* **阅读摘录**:

+++

SQL技巧精讲
本文详细介绍了一种使用SQL来筛选和分析已完成与未完成测试步骤的方法。通过四个不同的查询技巧,展示了如何从数据库中准确地获取特定状态的测试记录,包括完全完成的测试、缺少完成日期的测试以及具体的缺失步骤数量等。
一、创建表并插入数据
create table TestResults
(test_name char(20) not null,
test_step integer not null,
comp_date date,
primary key (test_name,test_step))
insert into TestResults(test_name,test_step,comp_date)
values('Reading
Skills',1,'2017-1-5'),
('Reading Skills',2,'2017-1-8'),
('Reading Skills',3,'2017-1-6'),
('Reading Skills',4,'2017-1-4'),
('Math Skills',1,null),
('Math Skills',2,null),
('Math Skills',3,null),
('Language Skills',1,null),
('Language Skills',2,null),
('Language Skills',3,null),
('Language Skills',4,null),
('Language Skills',5,'2017-1-2')

+++

* **记录数据**:
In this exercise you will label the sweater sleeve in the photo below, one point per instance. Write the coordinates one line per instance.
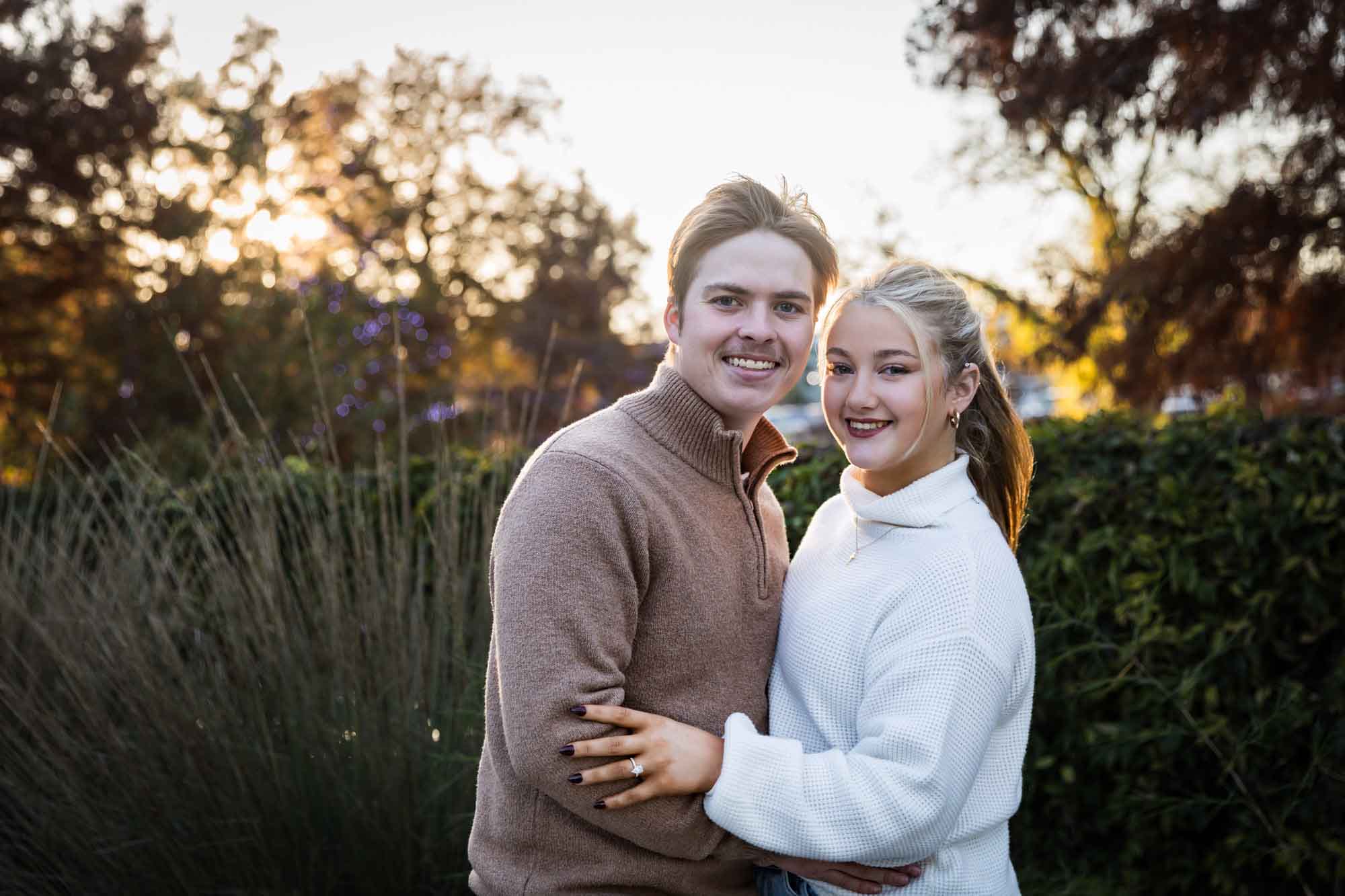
(929, 710)
(570, 565)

+++

* **任务要求**:
把上面这篇讲SQL技巧的文章完整地再写一遍,一字不改。

* **练习输出**:
SQL技巧精讲
本文详细介绍了一种使用SQL来筛选和分析已完成与未完成测试步骤的方法。通过四个不同的查询技巧,展示了如何从数据库中准确地获取特定状态的测试记录,包括完全完成的测试、缺少完成日期的测试以及具体的缺失步骤数量等。
一、创建表并插入数据
create table TestResults
(test_name char(20) not null,
test_step integer not null,
comp_date date,
primary key (test_name,test_step))
insert into TestResults(test_name,test_step,comp_date)
values('Reading
Skills',1,'2017-1-5'),
('Reading Skills',2,'2017-1-8'),
('Reading Skills',3,'2017-1-6'),
('Reading Skills',4,'2017-1-4'),
('Math Skills',1,null),
('Math Skills',2,null),
('Math Skills',3,null),
('Language Skills',1,null),
('Language Skills',2,null),
('Language Skills',3,null),
('Language Skills',4,null),
('Language Skills',5,'2017-1-2')